=== Section Start ===

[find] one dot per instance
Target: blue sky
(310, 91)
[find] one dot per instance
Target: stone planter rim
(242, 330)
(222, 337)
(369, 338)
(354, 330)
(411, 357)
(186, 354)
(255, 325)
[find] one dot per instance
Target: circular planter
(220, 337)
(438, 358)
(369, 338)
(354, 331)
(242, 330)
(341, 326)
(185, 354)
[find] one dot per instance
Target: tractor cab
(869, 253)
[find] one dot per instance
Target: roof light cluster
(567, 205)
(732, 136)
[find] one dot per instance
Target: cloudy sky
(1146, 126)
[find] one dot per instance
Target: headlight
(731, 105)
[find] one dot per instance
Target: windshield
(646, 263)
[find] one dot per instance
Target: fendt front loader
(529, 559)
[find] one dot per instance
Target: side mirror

=== Section End ===

### PROBLEM REQUIREMENTS:
The required output is the line containing "Target: cloudy sky" through the last line of the records above, each copied exactly and nothing more.

### ANSWER TO THIS TASK:
Target: cloudy sky
(1146, 126)
[find] one dot per instance
Target: headlight
(731, 105)
[find] one dot per instance
Target: windshield
(646, 263)
[find] one dot per instance
Target: fendt front loader
(529, 559)
[find] one dot per instance
Target: side mirror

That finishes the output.